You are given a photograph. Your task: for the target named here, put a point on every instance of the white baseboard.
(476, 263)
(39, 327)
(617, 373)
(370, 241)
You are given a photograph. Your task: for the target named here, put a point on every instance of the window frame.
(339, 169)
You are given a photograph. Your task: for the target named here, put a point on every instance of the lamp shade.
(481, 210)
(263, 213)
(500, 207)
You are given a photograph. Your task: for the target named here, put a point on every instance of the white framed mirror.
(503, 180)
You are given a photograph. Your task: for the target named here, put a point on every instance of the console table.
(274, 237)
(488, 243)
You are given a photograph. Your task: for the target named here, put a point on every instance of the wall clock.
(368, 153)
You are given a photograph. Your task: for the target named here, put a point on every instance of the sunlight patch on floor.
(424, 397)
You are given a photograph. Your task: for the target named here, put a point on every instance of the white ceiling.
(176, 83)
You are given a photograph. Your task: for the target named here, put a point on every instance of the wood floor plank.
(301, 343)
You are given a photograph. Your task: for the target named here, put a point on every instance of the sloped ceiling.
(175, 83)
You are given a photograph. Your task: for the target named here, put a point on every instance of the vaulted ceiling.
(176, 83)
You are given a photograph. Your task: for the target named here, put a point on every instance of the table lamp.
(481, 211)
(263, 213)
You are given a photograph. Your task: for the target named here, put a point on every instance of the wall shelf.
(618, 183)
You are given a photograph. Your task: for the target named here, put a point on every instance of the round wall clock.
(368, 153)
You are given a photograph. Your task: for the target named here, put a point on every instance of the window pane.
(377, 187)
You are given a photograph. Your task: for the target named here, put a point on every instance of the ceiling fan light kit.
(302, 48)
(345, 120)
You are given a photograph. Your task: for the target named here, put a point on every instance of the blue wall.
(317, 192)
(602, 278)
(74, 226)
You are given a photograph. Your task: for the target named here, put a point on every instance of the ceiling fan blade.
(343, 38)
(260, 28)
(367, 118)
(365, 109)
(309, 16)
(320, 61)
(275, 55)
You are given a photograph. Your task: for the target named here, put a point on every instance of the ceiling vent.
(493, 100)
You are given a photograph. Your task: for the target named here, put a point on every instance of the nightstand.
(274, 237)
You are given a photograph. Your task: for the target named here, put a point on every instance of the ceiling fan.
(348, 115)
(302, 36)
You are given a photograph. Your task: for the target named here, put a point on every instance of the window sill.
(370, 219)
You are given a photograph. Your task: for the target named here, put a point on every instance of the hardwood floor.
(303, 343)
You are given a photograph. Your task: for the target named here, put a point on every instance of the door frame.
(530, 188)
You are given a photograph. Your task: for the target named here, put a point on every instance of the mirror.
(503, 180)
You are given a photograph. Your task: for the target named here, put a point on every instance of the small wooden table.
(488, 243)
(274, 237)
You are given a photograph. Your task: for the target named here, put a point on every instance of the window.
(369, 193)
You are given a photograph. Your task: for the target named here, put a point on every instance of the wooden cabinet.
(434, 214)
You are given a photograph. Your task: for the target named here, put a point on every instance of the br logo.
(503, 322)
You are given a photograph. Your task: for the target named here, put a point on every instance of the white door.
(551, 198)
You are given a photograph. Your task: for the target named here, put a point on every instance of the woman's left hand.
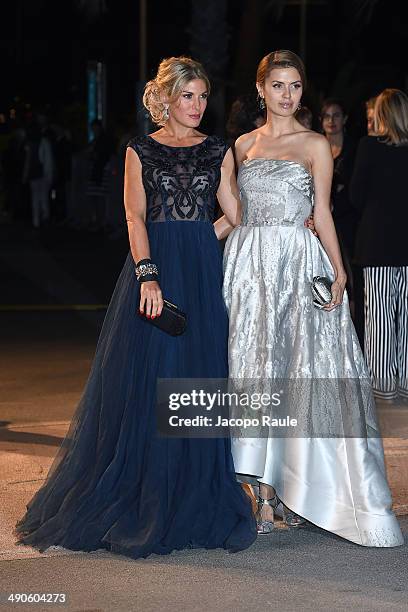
(337, 290)
(309, 223)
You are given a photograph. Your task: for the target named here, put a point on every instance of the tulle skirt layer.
(115, 483)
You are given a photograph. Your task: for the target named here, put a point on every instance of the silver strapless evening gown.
(336, 482)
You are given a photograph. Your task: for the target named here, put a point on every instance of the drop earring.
(261, 101)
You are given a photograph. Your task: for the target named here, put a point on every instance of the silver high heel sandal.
(264, 527)
(291, 519)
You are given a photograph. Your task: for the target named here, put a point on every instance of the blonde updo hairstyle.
(280, 59)
(391, 116)
(172, 76)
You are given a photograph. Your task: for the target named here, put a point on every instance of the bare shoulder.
(243, 144)
(245, 141)
(317, 144)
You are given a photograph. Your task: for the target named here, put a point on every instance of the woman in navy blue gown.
(115, 483)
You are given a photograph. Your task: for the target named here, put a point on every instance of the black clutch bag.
(172, 320)
(321, 291)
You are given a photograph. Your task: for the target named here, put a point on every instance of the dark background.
(352, 48)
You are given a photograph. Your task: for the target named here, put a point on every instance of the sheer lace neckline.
(160, 144)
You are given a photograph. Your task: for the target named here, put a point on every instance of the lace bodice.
(180, 182)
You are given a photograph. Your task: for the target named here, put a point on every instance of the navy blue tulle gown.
(115, 483)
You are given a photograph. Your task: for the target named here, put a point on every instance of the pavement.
(45, 357)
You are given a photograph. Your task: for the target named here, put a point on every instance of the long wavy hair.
(391, 116)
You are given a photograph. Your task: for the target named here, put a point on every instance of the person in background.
(370, 115)
(333, 118)
(99, 153)
(13, 162)
(39, 173)
(245, 115)
(378, 191)
(305, 117)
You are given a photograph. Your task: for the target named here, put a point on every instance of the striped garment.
(386, 329)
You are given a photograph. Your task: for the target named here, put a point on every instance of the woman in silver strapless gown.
(335, 479)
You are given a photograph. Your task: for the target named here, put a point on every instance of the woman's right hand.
(151, 299)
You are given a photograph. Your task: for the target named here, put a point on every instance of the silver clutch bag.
(321, 291)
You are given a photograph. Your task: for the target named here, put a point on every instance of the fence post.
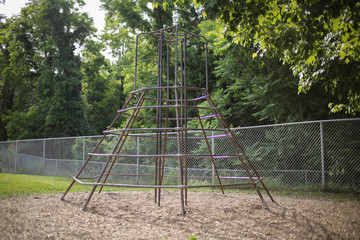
(322, 155)
(16, 150)
(43, 159)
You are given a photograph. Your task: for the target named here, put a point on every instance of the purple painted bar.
(209, 116)
(224, 156)
(199, 98)
(222, 135)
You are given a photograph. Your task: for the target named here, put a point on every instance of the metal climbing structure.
(174, 115)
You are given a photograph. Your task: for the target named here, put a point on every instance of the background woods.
(270, 61)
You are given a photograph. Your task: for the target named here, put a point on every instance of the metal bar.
(161, 186)
(169, 128)
(209, 149)
(96, 147)
(165, 155)
(322, 155)
(233, 140)
(167, 106)
(124, 135)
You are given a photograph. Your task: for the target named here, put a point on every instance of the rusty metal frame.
(180, 104)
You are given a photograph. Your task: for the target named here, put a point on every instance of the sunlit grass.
(20, 184)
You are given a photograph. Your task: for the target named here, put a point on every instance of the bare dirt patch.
(134, 215)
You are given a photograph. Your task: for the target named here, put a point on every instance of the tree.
(102, 88)
(257, 90)
(319, 39)
(44, 70)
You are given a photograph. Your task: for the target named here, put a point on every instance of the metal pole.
(137, 160)
(43, 158)
(16, 151)
(322, 155)
(213, 152)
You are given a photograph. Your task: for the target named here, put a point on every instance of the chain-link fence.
(315, 154)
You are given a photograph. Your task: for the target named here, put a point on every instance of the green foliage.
(257, 89)
(318, 39)
(43, 73)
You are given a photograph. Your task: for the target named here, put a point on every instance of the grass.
(20, 184)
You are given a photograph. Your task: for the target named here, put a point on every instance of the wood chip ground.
(134, 215)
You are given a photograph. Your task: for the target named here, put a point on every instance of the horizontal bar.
(163, 106)
(163, 155)
(164, 129)
(168, 176)
(163, 186)
(168, 87)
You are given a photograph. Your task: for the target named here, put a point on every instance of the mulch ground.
(134, 215)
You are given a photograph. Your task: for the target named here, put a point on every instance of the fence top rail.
(238, 128)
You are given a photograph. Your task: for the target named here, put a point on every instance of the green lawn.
(20, 184)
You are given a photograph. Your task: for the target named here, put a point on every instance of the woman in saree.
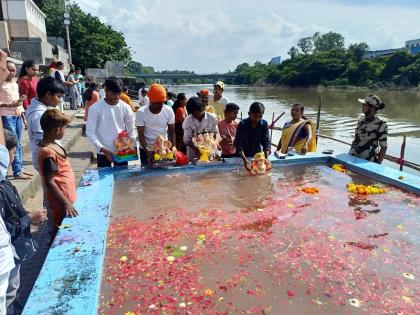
(298, 133)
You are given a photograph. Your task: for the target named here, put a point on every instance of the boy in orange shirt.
(227, 130)
(55, 167)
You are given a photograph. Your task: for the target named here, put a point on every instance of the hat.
(203, 92)
(259, 156)
(371, 100)
(220, 84)
(157, 93)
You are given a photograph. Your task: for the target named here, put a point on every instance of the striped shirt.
(370, 134)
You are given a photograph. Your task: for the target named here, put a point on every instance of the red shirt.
(228, 130)
(27, 87)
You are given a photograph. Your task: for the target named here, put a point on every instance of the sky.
(215, 36)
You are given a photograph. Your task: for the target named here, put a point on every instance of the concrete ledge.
(70, 279)
(380, 172)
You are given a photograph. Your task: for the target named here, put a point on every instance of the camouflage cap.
(371, 100)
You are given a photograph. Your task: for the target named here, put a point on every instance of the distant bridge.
(172, 76)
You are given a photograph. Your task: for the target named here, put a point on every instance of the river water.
(339, 115)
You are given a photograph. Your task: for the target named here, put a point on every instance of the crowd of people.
(37, 105)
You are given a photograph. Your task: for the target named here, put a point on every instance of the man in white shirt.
(154, 120)
(218, 101)
(107, 118)
(7, 262)
(102, 92)
(143, 98)
(196, 122)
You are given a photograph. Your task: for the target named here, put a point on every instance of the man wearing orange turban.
(153, 121)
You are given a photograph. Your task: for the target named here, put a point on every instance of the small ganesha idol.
(163, 150)
(259, 165)
(208, 145)
(124, 148)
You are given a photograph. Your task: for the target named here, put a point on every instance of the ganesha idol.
(163, 150)
(259, 165)
(124, 148)
(207, 144)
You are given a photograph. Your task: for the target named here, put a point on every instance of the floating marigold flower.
(408, 275)
(339, 168)
(208, 292)
(365, 190)
(354, 302)
(309, 190)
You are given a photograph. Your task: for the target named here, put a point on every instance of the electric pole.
(66, 25)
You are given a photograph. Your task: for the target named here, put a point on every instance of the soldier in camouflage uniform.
(370, 141)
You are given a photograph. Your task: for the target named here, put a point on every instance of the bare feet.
(22, 176)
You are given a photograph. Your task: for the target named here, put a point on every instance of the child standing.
(252, 135)
(227, 130)
(106, 119)
(55, 168)
(18, 223)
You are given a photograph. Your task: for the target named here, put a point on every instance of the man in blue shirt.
(252, 135)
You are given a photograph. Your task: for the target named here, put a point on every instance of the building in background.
(411, 46)
(275, 60)
(23, 33)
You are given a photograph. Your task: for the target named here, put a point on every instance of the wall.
(30, 49)
(4, 35)
(25, 19)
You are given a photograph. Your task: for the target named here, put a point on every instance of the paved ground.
(80, 152)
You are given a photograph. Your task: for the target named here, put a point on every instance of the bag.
(13, 213)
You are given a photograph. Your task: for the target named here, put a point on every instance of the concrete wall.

### YOUR TASK
Please transcribe word for word the lines from the line with "the paved ground." to the end of the material, both ends included.

### RESPONSE
You are given a photograph. Your task: for the target named here, put a point on every instance of the paved ground.
(80, 152)
You are given a photograph. Your task: for the target named here, put a point on every instance of the bag.
(13, 213)
You are given a photograph. Your task: for the target named here, put a point on every instance of the concrete wall.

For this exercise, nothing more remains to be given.